* **ACTIONS TO TAKE**:
1. In two sentences, summarize the Yellen inflation article.
2. Reproduce the Yellen inflation article starting with "Treasury Sec Yellen: On" and going on through "she said Friday.", but change "report" to "release" each time it appears.

* **PAGE EXTRACT**:

Treasury Sec Yellen: On Second Thought, Inflation May Persist

Treasury Secretary Janet Yellen said she is not reading too much into October’s inflation report, which showed price pressures abating faster than expected and sent markets soaring.

While the consumer price index report, which showed annual inflation slowed to 7.7%, was good news, it might not mean that inflation is now in fast retreat, she said Friday.

“I don’t know if this is a turning point,” Yellen told Reuters during an interview from India, where she was meeting with India’s Finance Minister Nirmala Sitharaman. “I never make more of one data point. That is one data point.”

“It was certainly nice to see an inflation report that came in on the low side of expectations rather than the high side and, you know, we’ve seen early indications along the pipeline that inflation might be diminishing,” she added.

* **STORED ROWS**:

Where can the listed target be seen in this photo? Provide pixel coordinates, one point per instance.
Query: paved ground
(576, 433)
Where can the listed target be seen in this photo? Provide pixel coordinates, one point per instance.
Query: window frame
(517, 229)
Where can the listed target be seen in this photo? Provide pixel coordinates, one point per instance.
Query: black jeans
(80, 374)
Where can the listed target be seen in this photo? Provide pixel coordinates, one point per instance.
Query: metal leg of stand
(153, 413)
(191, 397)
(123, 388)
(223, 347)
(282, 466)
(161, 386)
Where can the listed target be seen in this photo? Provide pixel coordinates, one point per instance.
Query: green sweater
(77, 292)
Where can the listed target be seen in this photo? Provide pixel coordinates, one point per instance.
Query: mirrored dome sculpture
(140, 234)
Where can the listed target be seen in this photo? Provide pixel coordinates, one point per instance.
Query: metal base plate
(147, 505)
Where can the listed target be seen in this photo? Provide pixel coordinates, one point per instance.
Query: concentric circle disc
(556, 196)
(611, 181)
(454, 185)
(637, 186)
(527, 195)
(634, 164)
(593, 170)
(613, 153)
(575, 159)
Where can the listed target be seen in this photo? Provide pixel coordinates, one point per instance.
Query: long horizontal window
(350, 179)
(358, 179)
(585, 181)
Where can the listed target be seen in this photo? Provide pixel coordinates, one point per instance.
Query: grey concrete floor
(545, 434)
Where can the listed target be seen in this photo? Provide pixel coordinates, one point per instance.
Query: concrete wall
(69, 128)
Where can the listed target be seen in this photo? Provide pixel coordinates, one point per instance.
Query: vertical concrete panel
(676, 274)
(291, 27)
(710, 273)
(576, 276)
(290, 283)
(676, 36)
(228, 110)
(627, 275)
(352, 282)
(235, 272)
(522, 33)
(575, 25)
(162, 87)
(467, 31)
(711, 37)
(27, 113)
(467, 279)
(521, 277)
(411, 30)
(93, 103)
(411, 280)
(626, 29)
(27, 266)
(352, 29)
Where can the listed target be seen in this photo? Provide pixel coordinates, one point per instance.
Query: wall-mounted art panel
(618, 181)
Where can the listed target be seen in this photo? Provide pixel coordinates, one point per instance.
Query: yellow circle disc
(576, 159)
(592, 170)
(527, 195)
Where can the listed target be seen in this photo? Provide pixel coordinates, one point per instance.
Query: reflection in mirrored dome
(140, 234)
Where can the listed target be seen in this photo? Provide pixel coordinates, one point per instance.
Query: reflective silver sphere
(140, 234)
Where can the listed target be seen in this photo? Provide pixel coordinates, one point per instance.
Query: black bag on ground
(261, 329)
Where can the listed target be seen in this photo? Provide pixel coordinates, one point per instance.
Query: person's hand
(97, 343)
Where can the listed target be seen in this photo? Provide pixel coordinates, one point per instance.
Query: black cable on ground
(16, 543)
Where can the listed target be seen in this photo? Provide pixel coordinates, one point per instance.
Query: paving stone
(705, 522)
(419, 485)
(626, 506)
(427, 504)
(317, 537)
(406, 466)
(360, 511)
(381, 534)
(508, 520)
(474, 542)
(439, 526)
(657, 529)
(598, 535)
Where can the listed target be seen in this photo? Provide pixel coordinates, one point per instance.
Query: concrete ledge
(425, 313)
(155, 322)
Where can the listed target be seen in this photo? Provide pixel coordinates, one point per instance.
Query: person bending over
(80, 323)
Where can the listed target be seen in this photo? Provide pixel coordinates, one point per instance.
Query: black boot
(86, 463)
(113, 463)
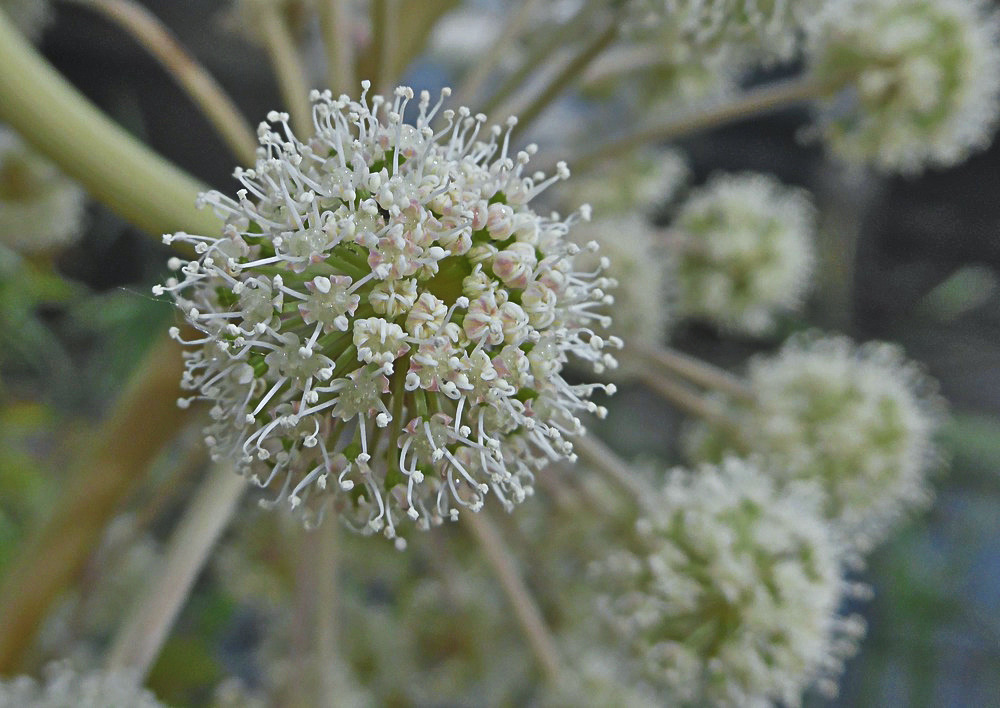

* **ANSWER LIST**:
1. Treasury Secretary Janet Yellen said October's inflation report, which showed annual inflation slowing to 7.7% and sent markets soaring, was good news but might not mean inflation is now in fast retreat. Speaking to Reuters from India, she said she didn't know if it was a turning point and never makes more of one data point.

2.
Treasury Sec Yellen: On Second Thought, Inflation May Persist

Treasury Secretary Janet Yellen said she is not reading too much into October’s inflation release, which showed price pressures abating faster than expected and sent markets soaring.

While the consumer price index release, which showed annual inflation slowed to 7.7%, was good news, it might not mean that inflation is now in fast retreat, she said Friday.